Exercise objective
Reproduce each line of the material precisely.

·····

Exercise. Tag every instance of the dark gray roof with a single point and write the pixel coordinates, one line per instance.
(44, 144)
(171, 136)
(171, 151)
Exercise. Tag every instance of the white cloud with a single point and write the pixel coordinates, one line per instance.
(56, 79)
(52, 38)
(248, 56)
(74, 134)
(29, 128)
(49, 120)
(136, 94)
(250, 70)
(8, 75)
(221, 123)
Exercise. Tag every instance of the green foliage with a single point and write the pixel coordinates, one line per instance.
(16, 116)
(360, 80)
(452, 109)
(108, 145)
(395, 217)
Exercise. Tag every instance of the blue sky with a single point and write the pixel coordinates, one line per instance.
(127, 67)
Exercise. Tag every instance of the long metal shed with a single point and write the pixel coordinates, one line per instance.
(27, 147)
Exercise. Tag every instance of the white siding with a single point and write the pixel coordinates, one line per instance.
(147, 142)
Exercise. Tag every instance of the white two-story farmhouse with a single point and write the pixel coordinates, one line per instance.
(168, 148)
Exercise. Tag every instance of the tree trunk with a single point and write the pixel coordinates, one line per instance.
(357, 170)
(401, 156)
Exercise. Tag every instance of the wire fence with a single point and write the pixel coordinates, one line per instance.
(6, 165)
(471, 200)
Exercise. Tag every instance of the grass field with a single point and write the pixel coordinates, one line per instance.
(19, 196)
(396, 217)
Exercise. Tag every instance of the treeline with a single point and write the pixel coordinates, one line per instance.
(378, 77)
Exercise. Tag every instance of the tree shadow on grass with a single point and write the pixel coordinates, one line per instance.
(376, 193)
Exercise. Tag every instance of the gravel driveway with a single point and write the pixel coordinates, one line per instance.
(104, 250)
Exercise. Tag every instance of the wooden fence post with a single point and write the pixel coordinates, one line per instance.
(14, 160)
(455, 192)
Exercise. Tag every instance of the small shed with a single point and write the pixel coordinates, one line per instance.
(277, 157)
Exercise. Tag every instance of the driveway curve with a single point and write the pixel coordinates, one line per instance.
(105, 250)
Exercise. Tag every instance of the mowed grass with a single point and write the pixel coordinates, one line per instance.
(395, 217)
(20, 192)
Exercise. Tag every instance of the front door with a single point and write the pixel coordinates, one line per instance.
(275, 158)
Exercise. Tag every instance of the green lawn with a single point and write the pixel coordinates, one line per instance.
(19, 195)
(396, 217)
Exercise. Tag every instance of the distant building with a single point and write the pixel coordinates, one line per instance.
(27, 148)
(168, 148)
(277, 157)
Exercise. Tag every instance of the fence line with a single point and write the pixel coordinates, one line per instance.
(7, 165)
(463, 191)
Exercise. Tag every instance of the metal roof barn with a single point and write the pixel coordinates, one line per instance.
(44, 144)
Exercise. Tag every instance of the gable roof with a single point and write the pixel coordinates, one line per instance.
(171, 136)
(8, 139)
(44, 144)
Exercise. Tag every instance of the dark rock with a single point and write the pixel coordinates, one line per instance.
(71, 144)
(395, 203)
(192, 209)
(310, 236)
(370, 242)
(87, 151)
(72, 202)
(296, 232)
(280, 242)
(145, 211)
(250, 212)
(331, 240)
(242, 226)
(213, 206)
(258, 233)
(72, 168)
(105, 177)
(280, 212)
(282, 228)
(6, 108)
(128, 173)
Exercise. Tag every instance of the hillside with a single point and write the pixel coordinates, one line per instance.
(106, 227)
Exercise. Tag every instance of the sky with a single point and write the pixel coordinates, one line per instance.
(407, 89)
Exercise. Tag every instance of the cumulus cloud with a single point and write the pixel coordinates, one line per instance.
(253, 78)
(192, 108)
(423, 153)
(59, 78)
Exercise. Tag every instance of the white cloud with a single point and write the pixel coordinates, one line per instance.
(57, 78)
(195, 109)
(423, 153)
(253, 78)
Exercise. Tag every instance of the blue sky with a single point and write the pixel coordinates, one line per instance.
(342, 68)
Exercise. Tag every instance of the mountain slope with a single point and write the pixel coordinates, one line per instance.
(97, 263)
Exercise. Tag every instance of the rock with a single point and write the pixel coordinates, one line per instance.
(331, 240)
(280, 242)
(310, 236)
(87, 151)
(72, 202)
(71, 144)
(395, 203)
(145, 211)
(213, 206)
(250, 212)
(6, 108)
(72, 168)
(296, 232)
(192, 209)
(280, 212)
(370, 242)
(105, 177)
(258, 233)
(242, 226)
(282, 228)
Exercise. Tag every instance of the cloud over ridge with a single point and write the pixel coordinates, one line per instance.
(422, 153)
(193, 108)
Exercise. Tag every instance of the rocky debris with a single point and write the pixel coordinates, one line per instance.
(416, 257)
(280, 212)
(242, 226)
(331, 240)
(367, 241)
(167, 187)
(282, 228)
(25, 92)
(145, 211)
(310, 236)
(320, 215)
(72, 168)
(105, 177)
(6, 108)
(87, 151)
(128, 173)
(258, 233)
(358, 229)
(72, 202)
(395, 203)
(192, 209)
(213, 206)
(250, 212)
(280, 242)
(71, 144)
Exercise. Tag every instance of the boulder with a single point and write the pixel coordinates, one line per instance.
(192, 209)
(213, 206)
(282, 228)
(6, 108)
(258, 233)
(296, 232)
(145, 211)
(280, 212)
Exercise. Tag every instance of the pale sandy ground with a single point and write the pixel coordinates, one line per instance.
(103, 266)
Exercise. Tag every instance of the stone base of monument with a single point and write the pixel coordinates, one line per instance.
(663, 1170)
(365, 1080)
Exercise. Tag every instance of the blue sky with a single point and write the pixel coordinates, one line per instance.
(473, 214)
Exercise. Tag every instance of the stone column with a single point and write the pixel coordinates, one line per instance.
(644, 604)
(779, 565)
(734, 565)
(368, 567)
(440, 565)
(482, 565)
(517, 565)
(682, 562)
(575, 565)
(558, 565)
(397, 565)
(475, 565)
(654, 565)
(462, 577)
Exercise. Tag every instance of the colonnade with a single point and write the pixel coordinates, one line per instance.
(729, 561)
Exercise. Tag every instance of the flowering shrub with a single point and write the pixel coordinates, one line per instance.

·····

Complete output
Exercise. Tag every instance of the dark gray roof with a single point and write the pixel coordinates, one line per instance.
(44, 144)
(171, 136)
(171, 151)
Exercise. Tag every instance of the white cloud with a single point and write the pixel coordinates, one line per instance.
(56, 79)
(52, 38)
(248, 56)
(74, 134)
(29, 128)
(49, 120)
(136, 94)
(250, 70)
(8, 75)
(221, 123)
Exercise. Tag every instance of the green foliage with a single point and write the pixel coordinates, one line per instance.
(16, 116)
(360, 80)
(452, 109)
(108, 145)
(395, 217)
Exercise. Tag every instance of the blue sky with a single point and write the pixel coordinates, one line per instance.
(127, 67)
Exercise. Tag every instance of the long metal shed with a single point and write the pixel coordinates, one line per instance.
(27, 147)
Exercise. Tag every instance of the white siding with a single point and write the pixel coordinates, one line per instance.
(147, 142)
Exercise. Tag every instance of the white two-story farmhouse with a single point and write the pixel coordinates, one line per instance.
(168, 148)
Exercise. Tag every instance of the tree trunk with a single point and write the pixel coordinates, one line per instance.
(357, 170)
(401, 156)
Exercise. Tag every instance of the wire fence with a single point and write the pixel coordinates, one line per instance.
(6, 165)
(471, 200)
Exercise. Tag every instance of the grass field with a single point and write the pixel coordinates, one line per instance.
(19, 196)
(396, 217)
Exercise. Tag every instance of the treeline with a single point and write the pixel coordinates, one line per instance.
(378, 77)
Exercise. Tag every instance of the tree shadow on grass with a single point and write the pixel coordinates, one line per instance.
(376, 193)
Exercise. Tag every instance of the gravel driveway with a single point and write the pixel coordinates, one line per instance.
(104, 250)
Exercise. Tag every instance of the wooden fence post with a single point and write the pixel coordinates, one line per instance.
(14, 160)
(455, 192)
Exercise. Tag every instance of the small shed with a single point and write the pixel coordinates, one line per instance.
(277, 157)
Exercise. Tag every instance of the driveway curve with a single point and write the pixel coordinates, one line per instance.
(105, 250)
Exercise. Tag every instance of the mowed grass with a single point and write the pixel coordinates, one line per instance.
(395, 217)
(20, 192)
Exercise. Tag every instance of the front door with a single point and write the pixel coordinates, one line per instance.
(275, 158)
Exercise. Tag every instance of the green lawn with a single point and write the pixel coordinates, one line per instance.
(19, 195)
(396, 217)
Exercise. Tag every instance of the distant building with a single point and write the pixel coordinates, one line per instance.
(27, 148)
(168, 148)
(277, 157)
Exercise. Tag every instance of the fence line with a single point and write the pixel coordinates, one line per instance.
(7, 165)
(463, 191)
Exercise. Tag every instance of the metal roof barn with a single point and write the pixel coordinates, one line per instance.
(44, 144)
Exercise. Tag every instance of the gable roof with a single point and write the pixel coordinates, one line per instance.
(171, 136)
(8, 139)
(44, 144)
Exercise. Tag every instance of the dark rock with a single point and write the pixel coordinates, one line per instance.
(71, 144)
(395, 203)
(192, 209)
(310, 236)
(370, 242)
(87, 151)
(72, 202)
(296, 232)
(280, 242)
(145, 211)
(250, 212)
(331, 240)
(242, 226)
(213, 206)
(258, 233)
(72, 168)
(105, 177)
(280, 212)
(282, 228)
(6, 108)
(128, 173)
Exercise. Tag every instance of the hillside with a single point and write the pixel coordinates, one line per instance.
(106, 227)
Exercise. Tag every instance of the sky with a single point and write the pixel coordinates, one line per instance.
(407, 89)
Exercise. Tag every instance of the cumulus cloud with a single point and write the pixel coordinates, one line per instance.
(253, 78)
(192, 108)
(423, 153)
(59, 78)
Exercise. Tag every instance of the white cloud with a single point and write the pixel coordinates, one line per instance.
(57, 78)
(195, 109)
(423, 153)
(253, 78)
Exercise. Tag every instance of the blue sky with a single point and write the pixel coordinates, one line per instance.
(342, 68)
Exercise. Tag every instance of the mountain slope with a single point and write the pixel coordinates, one line per instance.
(97, 263)
Exercise. Tag every instance of the rock with a single point and write the pixel coordinates, one line per instance.
(331, 240)
(280, 242)
(310, 236)
(87, 151)
(72, 202)
(71, 144)
(395, 203)
(145, 211)
(213, 206)
(250, 212)
(6, 108)
(72, 168)
(296, 232)
(192, 209)
(280, 212)
(370, 242)
(105, 177)
(258, 233)
(242, 226)
(282, 228)
Exercise. Tag every instance of the cloud over ridge with a single point and write the pixel coordinates, one line per instance.
(422, 153)
(193, 108)
Exercise. Tag every instance of the rocky debris with a single point and write the pixel coordinates, one line per instance.
(416, 257)
(280, 212)
(242, 226)
(331, 240)
(367, 241)
(167, 187)
(282, 228)
(25, 92)
(145, 211)
(310, 236)
(320, 215)
(72, 168)
(105, 177)
(6, 108)
(87, 151)
(128, 173)
(258, 233)
(358, 229)
(72, 202)
(395, 203)
(192, 209)
(213, 206)
(250, 212)
(280, 242)
(71, 144)
Exercise. Tag every instance of the boulder with a single point and write the pixel coordinates, one line per instance.
(192, 209)
(213, 206)
(282, 228)
(6, 108)
(258, 233)
(296, 232)
(145, 211)
(280, 212)
Exercise. Tag every instance of the pale sandy ground with a single point and write the pixel coordinates, one line per instance.
(103, 266)
Exercise. Tag every instance of the stone base of monument with a single point and write the pixel coordinates, one line per instance.
(663, 1170)
(365, 1080)
Exercise. Tag every instance of the blue sky with a single point and write the pixel coordinates, one line per instance.
(473, 214)
Exercise. Tag every instance of the stone column with a single point and write the pixel coordinates, one line per instance.
(644, 604)
(779, 565)
(734, 565)
(368, 567)
(440, 565)
(482, 565)
(517, 565)
(682, 562)
(575, 565)
(558, 565)
(397, 565)
(475, 565)
(654, 565)
(462, 577)
Exercise. Tag every instance of the colonnade with a single point and write the pixel coordinates, one line per instance.
(729, 561)
Exercise. Tag every instance of the flowering shrub with a single point and write the pixel coordinates, one line per instance.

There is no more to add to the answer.